• _Stated exercise_
Set down the material once more, exactly as it appears.

• _Source material_
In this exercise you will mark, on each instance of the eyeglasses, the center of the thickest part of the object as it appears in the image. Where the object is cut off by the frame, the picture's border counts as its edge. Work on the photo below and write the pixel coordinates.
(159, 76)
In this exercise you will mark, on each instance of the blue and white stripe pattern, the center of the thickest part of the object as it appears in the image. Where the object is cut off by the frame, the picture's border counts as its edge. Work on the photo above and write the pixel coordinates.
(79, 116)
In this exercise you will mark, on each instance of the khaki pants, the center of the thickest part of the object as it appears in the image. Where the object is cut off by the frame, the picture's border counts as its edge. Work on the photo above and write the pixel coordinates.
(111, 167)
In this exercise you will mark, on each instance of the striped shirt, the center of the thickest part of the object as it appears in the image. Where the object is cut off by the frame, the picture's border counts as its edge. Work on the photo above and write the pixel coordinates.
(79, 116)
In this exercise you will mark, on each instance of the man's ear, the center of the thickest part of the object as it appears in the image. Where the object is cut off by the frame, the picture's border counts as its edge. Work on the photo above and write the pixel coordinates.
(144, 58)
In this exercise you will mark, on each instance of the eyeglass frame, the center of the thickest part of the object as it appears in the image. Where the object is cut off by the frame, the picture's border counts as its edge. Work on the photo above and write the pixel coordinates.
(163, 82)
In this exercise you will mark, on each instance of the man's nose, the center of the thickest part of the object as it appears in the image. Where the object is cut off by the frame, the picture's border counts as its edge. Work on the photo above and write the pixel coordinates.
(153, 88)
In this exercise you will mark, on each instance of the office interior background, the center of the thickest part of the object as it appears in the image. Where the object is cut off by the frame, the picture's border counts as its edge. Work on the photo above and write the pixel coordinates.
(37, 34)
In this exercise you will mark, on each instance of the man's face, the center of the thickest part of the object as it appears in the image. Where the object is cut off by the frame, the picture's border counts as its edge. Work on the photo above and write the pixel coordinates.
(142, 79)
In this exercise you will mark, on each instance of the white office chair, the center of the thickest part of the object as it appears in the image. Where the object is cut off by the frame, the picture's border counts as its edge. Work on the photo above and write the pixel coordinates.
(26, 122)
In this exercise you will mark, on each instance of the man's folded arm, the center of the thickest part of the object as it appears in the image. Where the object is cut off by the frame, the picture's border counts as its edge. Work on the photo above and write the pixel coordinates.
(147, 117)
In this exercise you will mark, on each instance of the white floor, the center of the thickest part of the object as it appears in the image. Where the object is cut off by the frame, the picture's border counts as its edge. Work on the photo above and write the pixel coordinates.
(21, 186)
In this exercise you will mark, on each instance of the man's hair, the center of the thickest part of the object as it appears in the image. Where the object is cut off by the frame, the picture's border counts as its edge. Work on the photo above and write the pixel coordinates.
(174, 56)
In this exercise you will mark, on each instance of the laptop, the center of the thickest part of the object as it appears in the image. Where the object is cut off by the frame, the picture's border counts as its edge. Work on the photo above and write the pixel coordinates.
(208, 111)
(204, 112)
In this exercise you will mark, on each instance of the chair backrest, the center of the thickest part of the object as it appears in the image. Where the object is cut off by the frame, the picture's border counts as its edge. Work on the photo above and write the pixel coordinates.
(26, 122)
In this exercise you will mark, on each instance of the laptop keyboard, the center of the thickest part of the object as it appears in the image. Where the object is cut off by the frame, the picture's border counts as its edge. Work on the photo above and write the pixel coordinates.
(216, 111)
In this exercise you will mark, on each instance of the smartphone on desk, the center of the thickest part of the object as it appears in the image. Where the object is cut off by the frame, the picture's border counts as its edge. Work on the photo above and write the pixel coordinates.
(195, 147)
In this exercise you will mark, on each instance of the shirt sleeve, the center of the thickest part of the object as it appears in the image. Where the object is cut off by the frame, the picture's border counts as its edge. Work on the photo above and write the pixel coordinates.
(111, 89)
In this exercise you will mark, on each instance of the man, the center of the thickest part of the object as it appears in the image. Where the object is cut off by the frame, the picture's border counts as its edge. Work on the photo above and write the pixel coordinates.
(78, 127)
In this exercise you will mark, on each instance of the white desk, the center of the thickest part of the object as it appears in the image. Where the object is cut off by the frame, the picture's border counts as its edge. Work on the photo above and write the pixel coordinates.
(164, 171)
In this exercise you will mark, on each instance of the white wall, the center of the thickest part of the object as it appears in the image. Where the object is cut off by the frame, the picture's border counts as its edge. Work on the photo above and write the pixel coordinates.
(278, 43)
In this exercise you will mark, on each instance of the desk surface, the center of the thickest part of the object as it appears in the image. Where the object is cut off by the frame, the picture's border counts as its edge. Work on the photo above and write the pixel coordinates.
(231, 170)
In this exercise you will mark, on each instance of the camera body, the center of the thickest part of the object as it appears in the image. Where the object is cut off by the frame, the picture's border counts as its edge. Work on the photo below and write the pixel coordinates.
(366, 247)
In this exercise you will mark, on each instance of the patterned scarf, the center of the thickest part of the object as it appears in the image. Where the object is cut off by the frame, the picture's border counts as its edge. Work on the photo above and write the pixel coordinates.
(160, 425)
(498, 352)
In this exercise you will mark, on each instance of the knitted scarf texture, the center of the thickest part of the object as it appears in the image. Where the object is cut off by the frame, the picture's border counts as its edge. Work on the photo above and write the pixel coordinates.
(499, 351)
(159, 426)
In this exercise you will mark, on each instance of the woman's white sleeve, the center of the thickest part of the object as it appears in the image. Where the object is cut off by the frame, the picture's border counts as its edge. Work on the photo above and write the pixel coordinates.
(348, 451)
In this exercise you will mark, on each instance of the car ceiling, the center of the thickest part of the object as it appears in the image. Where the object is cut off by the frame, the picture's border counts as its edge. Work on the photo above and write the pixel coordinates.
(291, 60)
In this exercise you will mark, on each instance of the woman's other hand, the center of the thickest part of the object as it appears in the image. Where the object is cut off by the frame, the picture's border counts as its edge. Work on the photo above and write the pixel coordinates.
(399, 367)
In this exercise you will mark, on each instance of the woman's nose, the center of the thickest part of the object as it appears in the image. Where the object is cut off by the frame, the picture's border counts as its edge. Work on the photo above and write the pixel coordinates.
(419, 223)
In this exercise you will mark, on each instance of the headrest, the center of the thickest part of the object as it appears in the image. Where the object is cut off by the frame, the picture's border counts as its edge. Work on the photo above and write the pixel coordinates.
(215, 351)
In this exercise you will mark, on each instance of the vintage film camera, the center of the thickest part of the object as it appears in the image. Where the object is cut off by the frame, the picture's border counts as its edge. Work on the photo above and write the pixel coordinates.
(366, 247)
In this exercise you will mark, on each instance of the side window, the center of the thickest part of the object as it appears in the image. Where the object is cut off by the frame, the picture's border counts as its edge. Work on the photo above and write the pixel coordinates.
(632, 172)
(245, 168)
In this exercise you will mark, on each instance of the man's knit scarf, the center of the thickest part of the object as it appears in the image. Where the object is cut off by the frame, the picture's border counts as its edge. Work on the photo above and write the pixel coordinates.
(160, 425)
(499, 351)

• _Exercise output_
In this exercise you will mark, on each instance of the eyeglasses, the center of the thickest part of the object as it appears in the image. Where the object is cut off by the frame, the picture's border counts as its edge. Work on the photo below and write the pixel coordinates.
(159, 76)
In this exercise you will mark, on each instance of the blue and white stripe pattern, the center of the thickest part of the object as it appears in the image. Where the object is cut off by the frame, the picture's border counts as its edge. Work on the photo above and write the pixel coordinates.
(79, 116)
In this exercise you will mark, on each instance of the khaki pants, the center of the thickest part of the object as it appears in the image. Where the object is cut off by the frame, the picture's border counts as its edge. Work on the photo above and write the pixel coordinates.
(111, 167)
In this exercise you will mark, on each instance of the striped shirt, the center of the thickest part of the object as it appears in the image. Where the object is cut off by the frame, the picture's border counts as its edge. Work on the photo above and write the pixel coordinates.
(79, 116)
In this exercise you will mark, on each instance of the man's ear, the center of the thickest part of the object as it appears in the image. Where the object is cut off by the frame, the picture's border counts as its edge. Work on the photo above and write the pixel coordinates.
(144, 58)
In this exercise you will mark, on each instance of the eyeglass frame, the center of the thickest part of the object as it appears in the image. Where the object is cut off by the frame, the picture's border counts as its edge. Work on the photo above and write the pixel coordinates.
(163, 82)
In this exercise you will mark, on each instance of the man's nose, the center of the thickest part of the object as it appears in the image. Where the object is cut off by the frame, the picture's border counts as its edge. Work on the photo above and write the pixel coordinates.
(153, 88)
In this exercise you will mark, on each instance of the office interior background, the center of the thickest part of the object as it appears in the image. Where the object is cut off by the frame, the picture's border counts as its edge. Work on the photo above and write the pixel coordinates.
(37, 34)
In this exercise you will mark, on each instance of the man's face, the center of the thickest part of the object as it appears in the image. Where the object is cut off by the frame, the picture's border counts as its edge. Work on the photo above and write the pixel coordinates.
(142, 79)
In this exercise you will mark, on each instance of the white office chair, the center of the thickest part of the object as it appears in the image. Where the object is cut off by the frame, the picture's border counts as its edge. Work on the photo above and write the pixel coordinates.
(26, 122)
In this exercise you will mark, on each instance of the man's folded arm, the center of the thickest part of the object as it appears in the image. Where the object is cut off by the frame, the picture's border counts as its edge. Work on the photo above and write the pixel coordinates.
(147, 117)
In this exercise you will mark, on each instance of the white floor, the center of the thickest part of the object as it appears in the image. Where the object is cut off by the frame, the picture's border counts as its edge. Work on the photo above and write the pixel coordinates.
(21, 186)
In this exercise you will mark, on each instance of the man's hair, the center of the thickest part of the object as it appears in the image. Where the object is cut off by the frame, the picture's border counts as its edge. Work on the photo above and write the pixel coordinates.
(174, 56)
In this exercise you will mark, on each instance of the laptop, the center of the thickest part of the object as it appears in the image. Where the object is cut off by the frame, the picture's border counts as its edge. Work on the photo above and write the pixel coordinates.
(208, 111)
(204, 112)
In this exercise you will mark, on each instance of the chair backrest, the center of the thickest part of the object as it appears in the image. Where the object is cut off by the frame, the picture's border counts as its edge. Work on the photo above and write the pixel coordinates.
(26, 122)
In this exercise you will mark, on each instance of the laptop keyboard, the center of the thickest part of the object as it appears in the image. Where the object is cut off by the frame, the picture's border counts as its edge. Work on the photo above and write the pixel coordinates.
(216, 111)
In this exercise you will mark, on each instance of the smartphone on desk, the center of the thickest part of the object as it appears in the image. Where the object is cut off by the frame, the picture's border counts as its edge. Work on the photo above and write the pixel coordinates.
(195, 147)
In this exercise you will mark, on each instance of the shirt sleeve, the center of the thickest part of the object as it appears in the image. Where the object is cut off by the frame, the picture's border counts as its edge. Work on the photo above and write the pixel coordinates.
(111, 89)
In this exercise you will mark, on each instance of the man, the center of the thickest part of the object as it appears in the image. Where the object is cut off by the frame, the picture's border counts as its edge. Work on the photo above and write the pixel coordinates.
(78, 127)
In this exercise you will mark, on each instance of the white desk, the center of the thickest part of the object as it appears in the image. Where the object is cut off by the frame, the picture's border counts as its edge. Work on the photo above and write the pixel coordinates.
(164, 171)
In this exercise you will mark, on each instance of the white wall, the center of the thickest part of the object as it appears in the image. Where the object is cut off by the frame, the picture's border counts as its edge. Work on the photo above and write the pixel coordinates.
(278, 43)
In this exercise you will mark, on each instance of the desk surface, the center of the thickest part of the object as it appears in the image. Where the object is cut off by the frame, the picture's border counts as its edge. Work on the photo above and write the pixel coordinates.
(231, 170)
In this exercise you will mark, on each instance of the camera body, the center of the thickest part of the object as it appears in the image. Where the object is cut off by the frame, the picture's border counts as its edge. Work on the photo below and write the pixel coordinates.
(366, 247)
In this exercise you will mark, on each instance of the patterned scarf, the center of the thickest part of the object as it appears in the image. Where the object is cut off by the frame, the picture's border counts as its edge. Work on the photo above and write the pixel coordinates.
(160, 425)
(498, 352)
In this exercise you will mark, on each instance of the knitted scarf texture, the center of the thickest part of the object as it appears in the image. Where the object is cut off by the frame, the picture's border counts as its edge. Work on the photo above and write the pixel coordinates.
(499, 351)
(159, 426)
In this exercise you will mark, on each instance of the woman's white sleeve, the center of the thickest part of the object as it appears in the image. Where the object is cut off by the frame, the picture's border counts as its edge. Work on the photo above and write the pixel coordinates.
(348, 451)
In this exercise you will mark, on each instance of the car ceiling, the center of the thickest part of the object as it appears in the image. Where the object is cut off by the frame, the picture's border counts as its edge. Work on the photo above and write the pixel coordinates.
(291, 60)
In this exercise you will mark, on each instance of the woman's other hand, the center of the thickest part of the object as it appears in the image. Where the object is cut off by the frame, the picture's border counts as its edge. Work on the photo above and write the pixel coordinates.
(399, 367)
In this exercise you will mark, on each instance of the woman's nose, the center of the thickest part of the object as it appears in the image. Where the object is cut off by the frame, the picture's border counts as its edge. Work on the photo above and write the pixel coordinates.
(419, 223)
In this exercise you will mark, on each instance of the headrest, the center of the thickest part of the object as it appears in the image. Where the object is cut off by the frame, the picture's border counts as its edge. Work on the photo above and write the pixel coordinates.
(215, 351)
In this exercise you will mark, on each instance of the vintage film camera, the center of the thickest part of the object as it appears in the image. Where the object is cut off by the frame, the picture's border counts as its edge. Work on the photo above and write the pixel coordinates.
(366, 247)
In this exercise you will mark, on each instance of the side window, the center of the thickest part of the object as it appears in the image. Where the object is cut off by the frame, the picture's border counts as its edge. Work on the photo above and write the pixel coordinates.
(632, 172)
(245, 168)
In this exercise you will mark, on each instance of the man's knit scarf, the center of the thickest part of the object as it appears in the image. Where the object is cut off by the frame, the picture's border counts as its edge. Work on the photo above and write the pixel coordinates.
(160, 425)
(499, 351)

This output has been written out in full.